Records to use below:
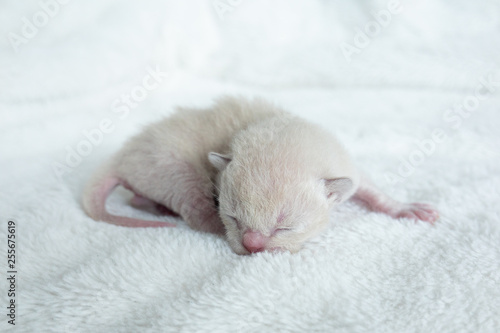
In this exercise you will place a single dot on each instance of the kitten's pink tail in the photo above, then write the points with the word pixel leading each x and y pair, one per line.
pixel 94 201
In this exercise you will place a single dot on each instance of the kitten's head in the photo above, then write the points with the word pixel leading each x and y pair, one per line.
pixel 273 210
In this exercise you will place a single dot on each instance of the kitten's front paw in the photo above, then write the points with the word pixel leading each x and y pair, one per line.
pixel 418 211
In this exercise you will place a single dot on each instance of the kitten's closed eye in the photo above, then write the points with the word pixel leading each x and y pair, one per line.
pixel 282 230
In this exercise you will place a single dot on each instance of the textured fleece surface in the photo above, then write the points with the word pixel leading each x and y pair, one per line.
pixel 395 106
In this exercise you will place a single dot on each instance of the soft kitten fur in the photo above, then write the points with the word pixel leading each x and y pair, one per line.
pixel 275 176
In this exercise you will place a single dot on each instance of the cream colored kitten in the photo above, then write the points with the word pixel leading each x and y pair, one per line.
pixel 275 176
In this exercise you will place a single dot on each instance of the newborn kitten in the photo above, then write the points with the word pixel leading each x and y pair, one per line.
pixel 275 176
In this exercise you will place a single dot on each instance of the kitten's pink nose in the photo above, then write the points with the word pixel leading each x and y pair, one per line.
pixel 254 241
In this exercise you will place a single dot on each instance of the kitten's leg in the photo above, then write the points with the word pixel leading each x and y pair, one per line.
pixel 139 201
pixel 369 195
pixel 192 197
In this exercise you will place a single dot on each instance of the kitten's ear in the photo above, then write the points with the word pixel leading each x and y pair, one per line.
pixel 219 161
pixel 338 189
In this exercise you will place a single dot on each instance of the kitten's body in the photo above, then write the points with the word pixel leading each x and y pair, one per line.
pixel 276 175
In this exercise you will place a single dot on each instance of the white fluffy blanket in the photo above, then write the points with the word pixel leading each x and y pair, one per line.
pixel 417 105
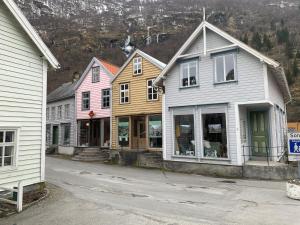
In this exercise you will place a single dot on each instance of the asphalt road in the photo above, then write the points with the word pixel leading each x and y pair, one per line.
pixel 92 194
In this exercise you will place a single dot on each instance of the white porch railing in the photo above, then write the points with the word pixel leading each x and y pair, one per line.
pixel 19 191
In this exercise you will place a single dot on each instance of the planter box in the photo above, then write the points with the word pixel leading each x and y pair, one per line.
pixel 293 189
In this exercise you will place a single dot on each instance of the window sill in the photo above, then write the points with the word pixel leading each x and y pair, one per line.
pixel 214 159
pixel 184 157
pixel 187 87
pixel 225 82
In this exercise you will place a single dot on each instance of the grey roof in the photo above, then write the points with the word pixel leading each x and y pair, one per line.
pixel 66 90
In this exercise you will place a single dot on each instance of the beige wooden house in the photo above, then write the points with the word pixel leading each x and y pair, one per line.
pixel 136 105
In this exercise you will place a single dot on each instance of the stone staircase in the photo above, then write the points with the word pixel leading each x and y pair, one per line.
pixel 92 154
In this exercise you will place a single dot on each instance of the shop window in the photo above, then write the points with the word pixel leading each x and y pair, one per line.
pixel 123 132
pixel 184 135
pixel 214 135
pixel 155 131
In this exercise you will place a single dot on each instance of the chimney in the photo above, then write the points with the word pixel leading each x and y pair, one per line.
pixel 76 77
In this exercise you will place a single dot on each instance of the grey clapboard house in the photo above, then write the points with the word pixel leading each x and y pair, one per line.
pixel 24 61
pixel 61 130
pixel 224 102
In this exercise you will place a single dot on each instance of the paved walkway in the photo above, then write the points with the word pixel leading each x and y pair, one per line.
pixel 93 194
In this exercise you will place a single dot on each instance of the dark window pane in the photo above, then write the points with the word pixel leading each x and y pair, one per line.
pixel 214 135
pixel 9 136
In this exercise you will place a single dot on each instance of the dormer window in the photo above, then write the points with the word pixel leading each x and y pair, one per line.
End of Records to use.
▶ [Work request]: Write out the records shown above exactly, but do not include any images.

▶ [Result of this task]:
In this exercise you will place a single dot on each instance of the kitten's pink tail in the photo above, then write the points with the word pixel leading each x and y pair, one per line.
pixel 94 201
In this exercise you will place a single dot on each instance of the kitten's head in the photo above, then write the points with the word pixel leading each x and y pair, one per line.
pixel 273 210
In this exercise you will place a single dot on each instance of the kitten's front paw in the photo above, then write the points with the word pixel leading each x and y pair, one per line.
pixel 418 211
In this exercise you will place a single dot on each instance of the kitten's closed eye in the photo above, then write the points with the word pixel leading each x and y pair, one per line.
pixel 282 230
In this exercise you will place a single dot on each instance of the textured fleece surface in the photo above, then write the points with the word pixel leading each x and y pair, one per line.
pixel 395 106
In this exercise you will place a single dot on each instance of the soft kitten fur in the photo above, then write the points with the word pixel leading each x and y pair, one per line.
pixel 275 176
In this exercise you will place a single dot on each instance of the cream colored kitten in the photo above, then write the points with the word pixel leading each x and y pair, one per line.
pixel 275 176
In this exercise you will place a single dot on each instance of the newborn kitten in the photo above, then write the points with the word pixel leading each x and y pair, one per line.
pixel 275 176
In this exercise you will place a single dot on each instance of the kitten's pink nose in the photo above, then write the points with the word pixel leading each x and y pair, one per line.
pixel 254 241
In this exercise you will place a single dot on each instance of the kitten's leg in the photo above, then write the points with the word pixel leading each x and y pair, one per line.
pixel 139 201
pixel 369 195
pixel 192 197
In this exercise you will place a single dot on each instance of the kitten's ear in the photo above, then write the points with the word pixel leading each x and y pair, one per line.
pixel 219 161
pixel 338 189
In this exercise you will place a single dot on each instance of the kitten's body in the photo above, then write the points with the word pixel leading each x and y pair, one per line.
pixel 276 175
In this exercise you will place a single dot on each instance of the white fluffy blanket in the photo above, then write the points with the word pixel leading each x and y pair, one per line.
pixel 417 105
In this exercise you will place a single dot on each instance of the asphalt road in the photo above, then write the points with the word pixel leading each x and y pair, one per line.
pixel 92 194
In this exercise you will place a single dot on each instance of the white porch railing in the photo above, then write the points with the word pixel leading each x and y pair, one per line.
pixel 19 191
In this exercise you will place a single dot on each instance of the planter box in the photo above, then write the points with the word pixel leading each x and y pair, one per line.
pixel 293 189
In this exercise you will place a single dot on each instance of the window sill in the photo above, then write the points with the word pixel leading each x and y pair, one per line.
pixel 214 159
pixel 184 157
pixel 187 87
pixel 225 82
In this exercise you will place a single dot on each instance of the grey roof in the photo above, then write the points with the word pixel leading each x and y pair, one per line.
pixel 66 90
In this exercise you will place a single dot on each instance of the beige wooden house in the photo above, then write the points with the word pixel leading each x and y pair, one per line.
pixel 136 105
In this exercise you will place a single dot on each instance of the stone staircase in the photo above, then write the points with the word pixel leading each x and y pair, one per line.
pixel 92 154
In this exercise you will place a single dot on each instance of the shop window in the photo above, then write the points with the word pixel leading each x and y pair, one per line.
pixel 123 132
pixel 184 135
pixel 214 135
pixel 155 131
In this exercise you will place a single dot on each instance of the chimney in the photo above, then write the points with the word pixel leading each x and y pair, one per line.
pixel 76 77
In this exercise you will place a single dot on each instance of the grey clapboard house in the photo above, then write the points with the word pixel leading each x and y pair, one per line.
pixel 24 61
pixel 61 130
pixel 224 102
In this exercise you will place a single dot on each instance of the paved walkway in the photo above, then write the points with the word pixel leading each x and y pair, one per line.
pixel 93 194
In this exercise you will place a single dot on each instance of the dark window pane in the photo above, then write the points with the word pixel leading each x and y pair, one per line.
pixel 214 135
pixel 9 136
In this exercise you will place a single dot on each instance of the dormer window in the photo above, then write the points with the word pixel leading each x and y pair, one per line.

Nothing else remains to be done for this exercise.